ENTRIES PROVIDED —
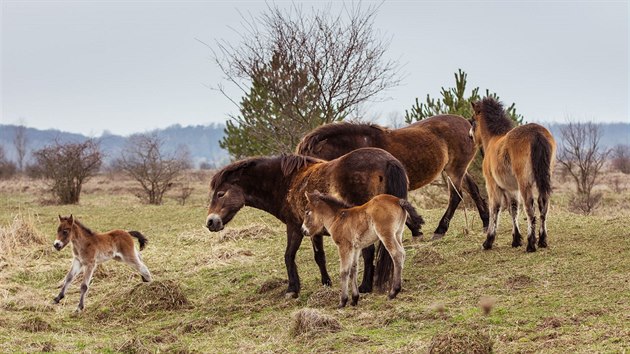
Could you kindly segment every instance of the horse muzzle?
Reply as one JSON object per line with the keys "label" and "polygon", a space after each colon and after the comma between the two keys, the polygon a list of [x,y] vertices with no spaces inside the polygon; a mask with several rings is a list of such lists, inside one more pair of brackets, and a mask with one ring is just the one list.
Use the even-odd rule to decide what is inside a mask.
{"label": "horse muzzle", "polygon": [[65,246],[63,244],[63,242],[56,240],[55,242],[53,242],[53,247],[57,250],[57,251],[61,251],[61,249],[63,248],[63,246]]}
{"label": "horse muzzle", "polygon": [[302,235],[311,236],[311,232],[308,230],[308,228],[304,224],[302,224]]}
{"label": "horse muzzle", "polygon": [[210,214],[206,219],[206,227],[212,232],[223,230],[223,221],[217,214]]}

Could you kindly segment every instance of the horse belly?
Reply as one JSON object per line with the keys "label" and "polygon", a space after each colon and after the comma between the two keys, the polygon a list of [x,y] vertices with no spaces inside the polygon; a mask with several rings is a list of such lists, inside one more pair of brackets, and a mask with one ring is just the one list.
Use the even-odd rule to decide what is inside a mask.
{"label": "horse belly", "polygon": [[492,174],[492,177],[501,189],[507,191],[518,190],[518,181],[511,171],[497,171]]}

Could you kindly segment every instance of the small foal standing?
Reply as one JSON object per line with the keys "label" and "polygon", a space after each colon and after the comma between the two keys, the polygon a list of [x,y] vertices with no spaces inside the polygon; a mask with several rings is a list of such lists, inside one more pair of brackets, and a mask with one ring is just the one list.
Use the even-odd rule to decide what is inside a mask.
{"label": "small foal standing", "polygon": [[330,195],[305,193],[308,204],[302,224],[305,235],[316,235],[324,228],[330,233],[339,249],[341,301],[348,302],[348,277],[352,282],[352,306],[359,301],[357,285],[357,261],[361,250],[380,240],[394,261],[394,276],[389,298],[400,292],[405,249],[402,234],[407,215],[417,225],[424,223],[408,201],[389,194],[380,194],[367,203],[351,207]]}
{"label": "small foal standing", "polygon": [[501,202],[512,216],[512,247],[522,244],[518,229],[518,197],[527,213],[527,252],[536,251],[534,187],[540,210],[539,247],[547,247],[547,211],[551,196],[551,174],[556,143],[545,127],[529,123],[514,127],[503,105],[492,97],[473,103],[470,136],[483,149],[483,175],[490,206],[488,235],[484,249],[492,248],[497,232]]}
{"label": "small foal standing", "polygon": [[83,269],[81,300],[77,308],[78,311],[83,310],[85,295],[96,266],[112,258],[117,261],[123,261],[137,269],[143,281],[151,281],[149,269],[142,263],[140,252],[133,247],[132,236],[138,239],[140,250],[143,250],[147,239],[138,231],[112,230],[102,234],[95,233],[83,226],[72,215],[69,217],[59,215],[57,239],[53,246],[57,251],[61,251],[69,242],[72,242],[74,259],[72,260],[72,267],[64,280],[61,292],[54,299],[54,302],[59,303],[64,298],[68,286],[70,286],[70,283],[79,271]]}

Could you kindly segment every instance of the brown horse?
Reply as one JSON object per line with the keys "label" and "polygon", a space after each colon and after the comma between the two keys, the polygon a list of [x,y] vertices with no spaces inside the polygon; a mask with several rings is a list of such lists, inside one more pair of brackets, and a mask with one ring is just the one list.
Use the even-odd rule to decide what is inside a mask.
{"label": "brown horse", "polygon": [[402,285],[405,249],[402,234],[407,216],[422,220],[411,204],[398,197],[380,194],[367,203],[352,207],[318,191],[307,193],[302,232],[320,234],[327,230],[339,249],[341,297],[339,307],[348,302],[348,277],[352,284],[352,306],[359,301],[357,261],[361,250],[380,240],[394,260],[394,278],[389,298],[398,295]]}
{"label": "brown horse", "polygon": [[512,216],[512,247],[522,245],[518,228],[520,193],[527,213],[527,252],[536,251],[534,186],[540,210],[538,246],[547,247],[547,211],[556,154],[553,136],[535,123],[515,128],[503,105],[494,98],[473,103],[473,109],[470,136],[484,152],[483,175],[490,202],[490,226],[483,248],[492,248],[502,202],[509,206]]}
{"label": "brown horse", "polygon": [[308,133],[298,144],[302,155],[334,159],[366,146],[389,151],[407,170],[409,189],[414,190],[435,180],[442,171],[449,183],[449,202],[433,239],[444,236],[459,205],[461,187],[472,197],[484,229],[488,226],[488,206],[479,187],[466,172],[475,156],[475,145],[468,137],[470,123],[460,116],[438,115],[400,129],[375,124],[334,123]]}
{"label": "brown horse", "polygon": [[96,266],[100,263],[115,259],[135,268],[142,280],[151,281],[151,273],[142,262],[140,252],[133,247],[132,236],[138,239],[140,250],[144,249],[147,239],[138,231],[112,230],[106,233],[95,233],[83,226],[72,215],[62,217],[59,215],[59,227],[57,239],[53,246],[61,251],[68,243],[72,243],[72,267],[66,275],[61,292],[55,297],[54,302],[59,303],[64,298],[66,290],[74,277],[83,269],[83,283],[81,284],[81,299],[77,311],[83,310],[85,295],[87,294]]}
{"label": "brown horse", "polygon": [[[217,172],[210,187],[212,197],[206,219],[210,231],[222,230],[245,205],[264,210],[286,224],[284,261],[289,277],[287,295],[297,297],[300,279],[295,254],[303,238],[304,193],[317,189],[334,194],[349,204],[359,205],[383,193],[406,198],[408,180],[405,168],[391,154],[381,149],[366,148],[332,161],[300,155],[248,158]],[[418,229],[419,223],[414,227]],[[313,235],[311,242],[322,284],[331,285],[322,235]],[[383,262],[389,259],[381,258]],[[368,261],[372,264],[373,259]],[[371,290],[373,265],[366,265],[365,272],[369,273]],[[385,280],[383,275],[383,282]]]}

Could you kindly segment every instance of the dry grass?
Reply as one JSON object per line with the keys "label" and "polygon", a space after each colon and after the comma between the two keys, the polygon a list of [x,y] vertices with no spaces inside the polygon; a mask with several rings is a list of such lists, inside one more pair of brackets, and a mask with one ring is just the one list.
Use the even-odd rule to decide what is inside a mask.
{"label": "dry grass", "polygon": [[0,227],[0,258],[10,257],[18,248],[42,245],[45,241],[32,215],[17,214],[11,224]]}
{"label": "dry grass", "polygon": [[219,242],[260,240],[270,238],[273,234],[274,230],[266,224],[254,223],[245,227],[226,228],[219,233]]}
{"label": "dry grass", "polygon": [[341,323],[336,318],[316,309],[303,308],[295,311],[291,317],[293,323],[290,333],[294,337],[313,336],[341,330]]}
{"label": "dry grass", "polygon": [[430,354],[489,354],[493,342],[487,334],[476,330],[451,330],[439,333],[431,340]]}

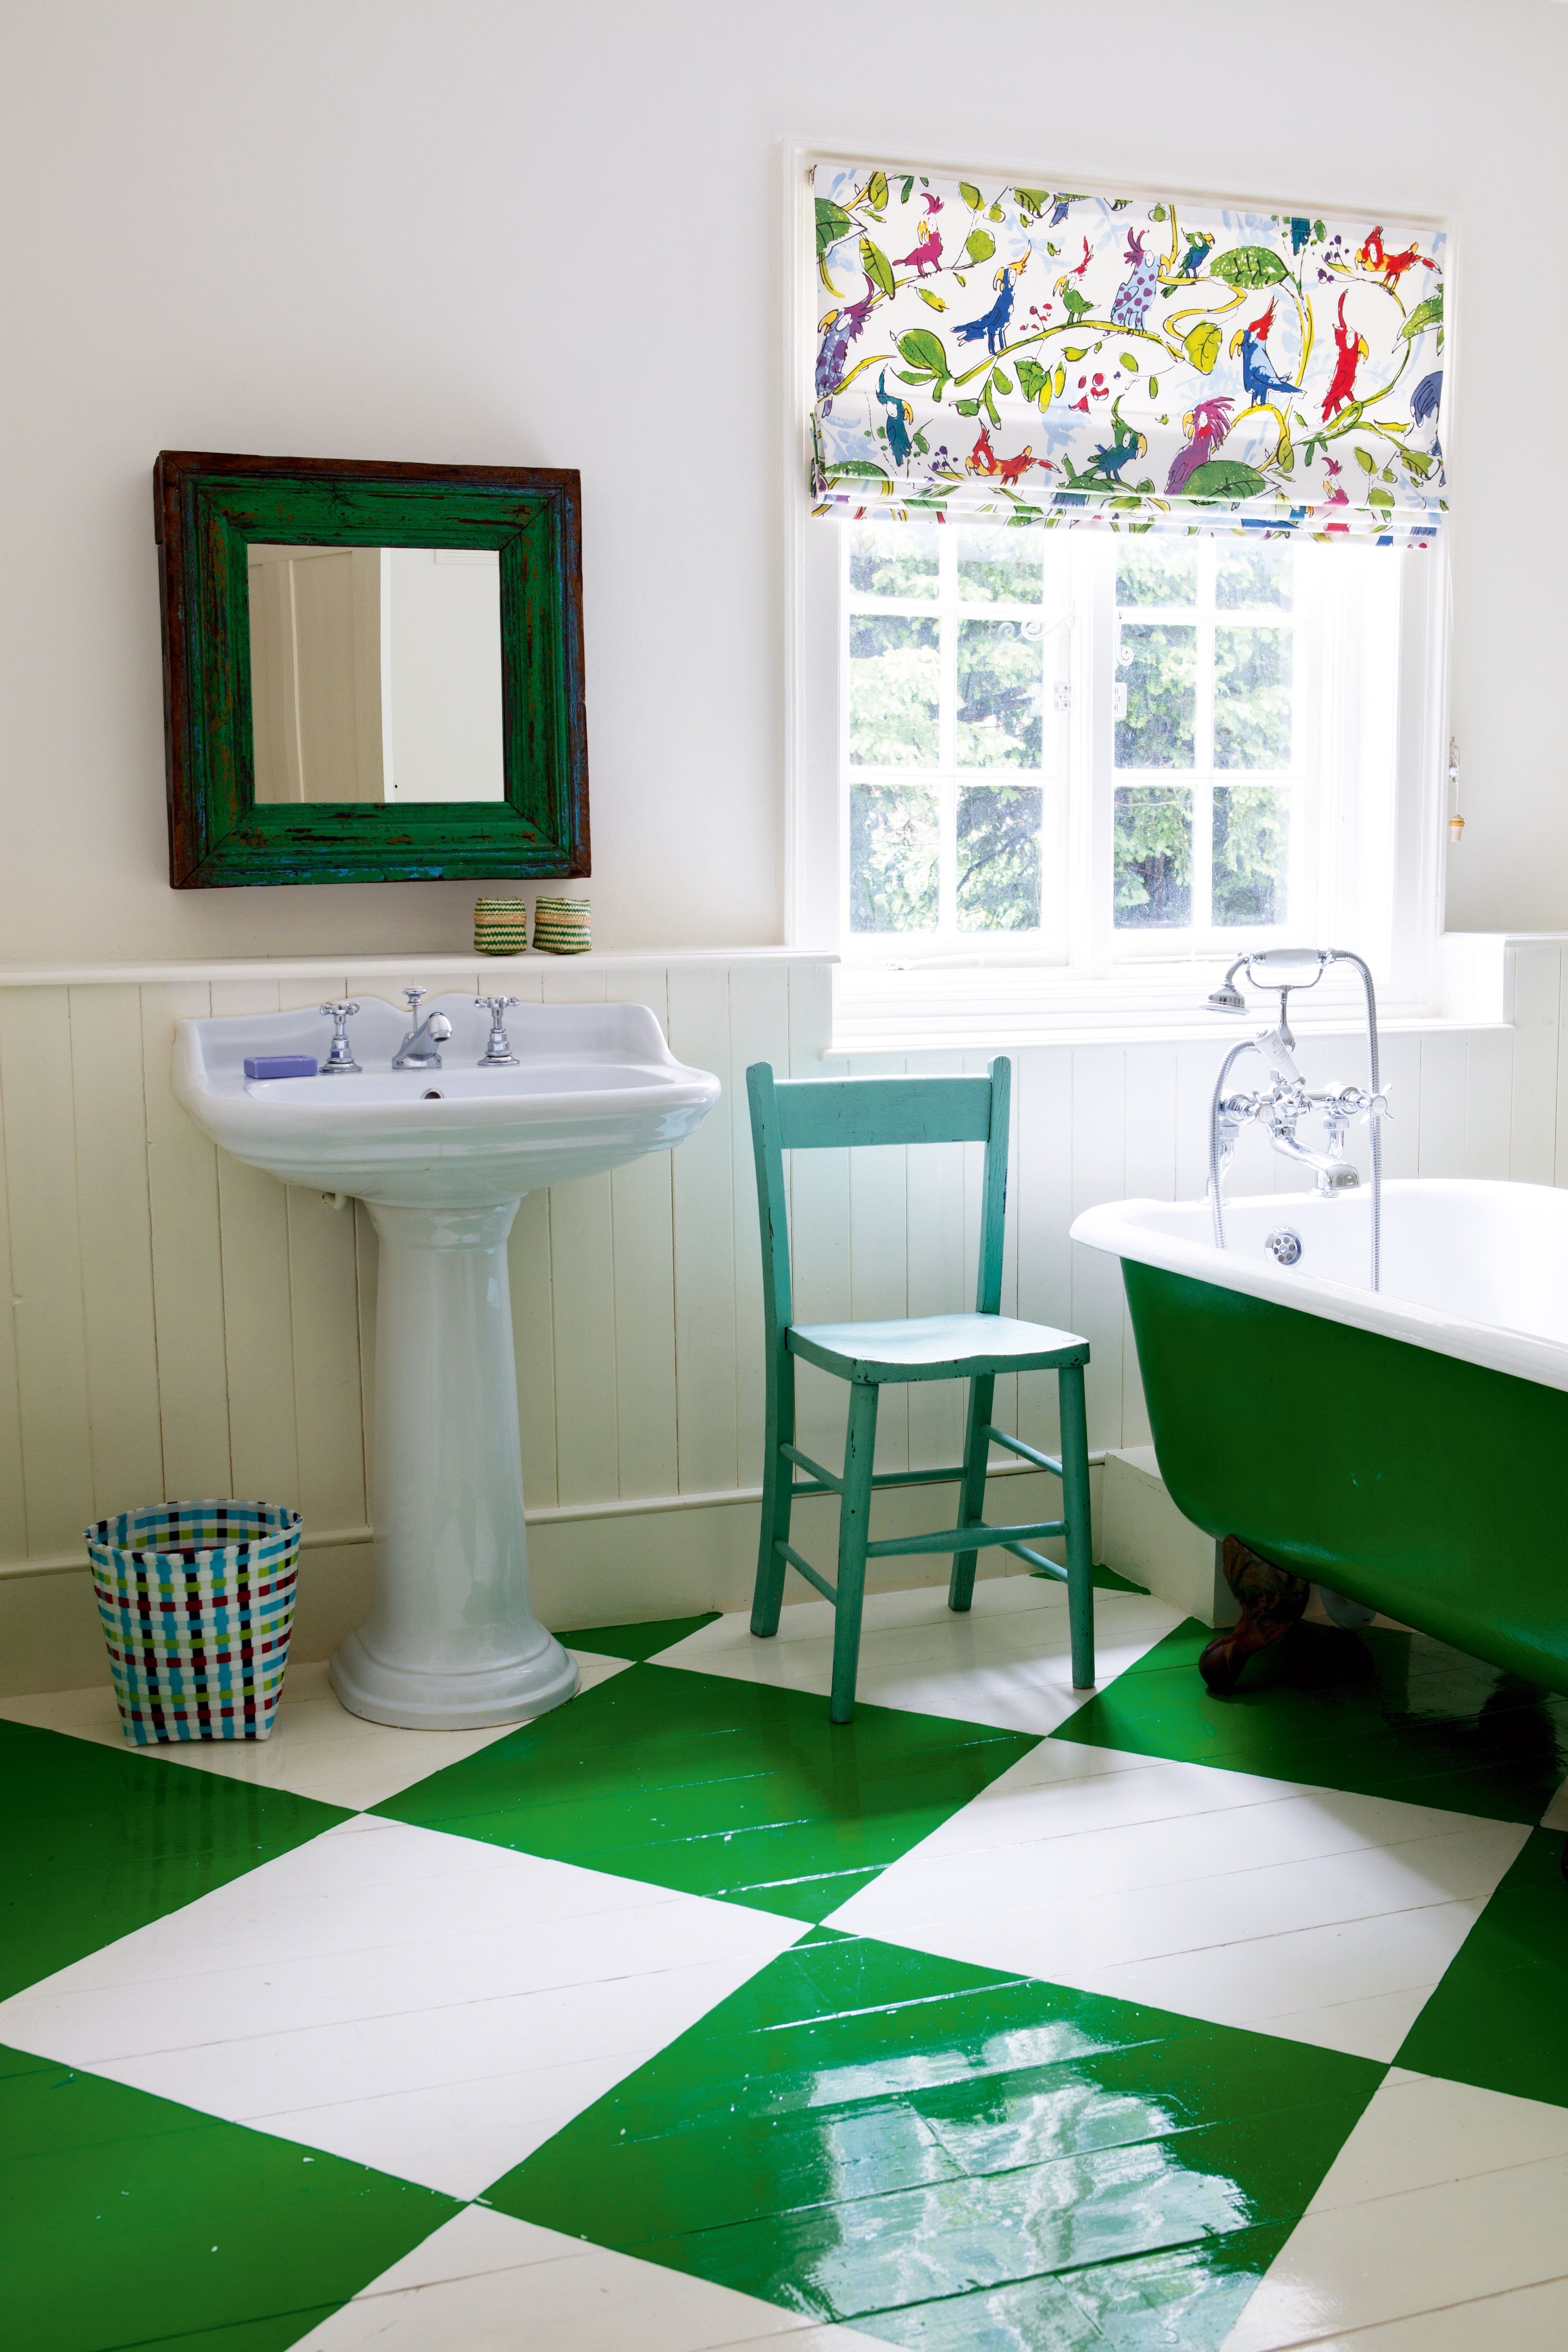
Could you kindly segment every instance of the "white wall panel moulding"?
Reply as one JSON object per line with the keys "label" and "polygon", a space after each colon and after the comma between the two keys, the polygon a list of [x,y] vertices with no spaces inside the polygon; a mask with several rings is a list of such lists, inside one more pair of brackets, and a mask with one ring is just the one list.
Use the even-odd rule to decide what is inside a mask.
{"label": "white wall panel moulding", "polygon": [[[670,965],[723,969],[744,963],[837,963],[838,959],[816,948],[594,948],[574,956],[580,970],[594,971],[662,971]],[[411,971],[429,976],[432,986],[463,981],[476,973],[491,980],[529,978],[559,971],[563,959],[540,951],[523,956],[430,955],[411,948],[406,955],[268,956],[233,961],[202,957],[182,963],[0,964],[0,988],[85,988],[177,986],[186,981],[341,981],[352,971],[364,985],[385,980],[395,985]]]}

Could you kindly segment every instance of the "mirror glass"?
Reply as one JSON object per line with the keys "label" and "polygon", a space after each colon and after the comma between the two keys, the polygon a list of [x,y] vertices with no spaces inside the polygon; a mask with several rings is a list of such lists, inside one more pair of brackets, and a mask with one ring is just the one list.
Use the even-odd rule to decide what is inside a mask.
{"label": "mirror glass", "polygon": [[500,801],[500,557],[252,540],[256,798]]}

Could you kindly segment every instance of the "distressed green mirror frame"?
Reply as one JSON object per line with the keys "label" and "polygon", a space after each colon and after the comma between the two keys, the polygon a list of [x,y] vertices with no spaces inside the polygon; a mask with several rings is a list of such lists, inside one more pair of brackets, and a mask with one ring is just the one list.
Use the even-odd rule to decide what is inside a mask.
{"label": "distressed green mirror frame", "polygon": [[[174,889],[589,871],[579,475],[165,449],[153,480]],[[251,540],[499,549],[503,800],[258,804]]]}

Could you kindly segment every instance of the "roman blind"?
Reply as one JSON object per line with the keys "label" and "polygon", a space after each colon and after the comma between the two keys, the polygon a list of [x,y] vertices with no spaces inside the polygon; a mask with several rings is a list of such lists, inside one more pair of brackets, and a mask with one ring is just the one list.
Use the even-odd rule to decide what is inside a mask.
{"label": "roman blind", "polygon": [[1436,537],[1442,228],[876,163],[811,193],[815,511]]}

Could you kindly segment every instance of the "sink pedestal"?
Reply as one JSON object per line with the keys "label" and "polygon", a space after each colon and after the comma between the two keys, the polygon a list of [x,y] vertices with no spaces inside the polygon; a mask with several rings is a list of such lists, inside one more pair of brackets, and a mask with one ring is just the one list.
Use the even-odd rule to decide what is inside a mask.
{"label": "sink pedestal", "polygon": [[366,1205],[381,1240],[375,1596],[332,1687],[355,1715],[421,1731],[541,1715],[577,1669],[528,1596],[506,1260],[518,1202]]}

YOUR TASK —
Filter the records down to the lines that contain the string "Could", and copy those lines.

ANSWER TO THE PROBLEM —
Could you kindly segment every instance of the horse muzzle?
Could you kindly segment every instance of the horse belly?
Could you kindly segment every instance of the small foal standing?
Could you kindly segment every instance of the brown horse?
Could you kindly segment every instance of the dry grass?
Could you kindly segment every instance of the "white wall panel moulding"?
Could you kindly segment every instance of the "mirror glass"?
Could you kindly segment every instance of the "distressed green mirror frame"?
Could you kindly segment every instance of the "roman blind"?
Could you kindly segment every instance of the "sink pedestal"?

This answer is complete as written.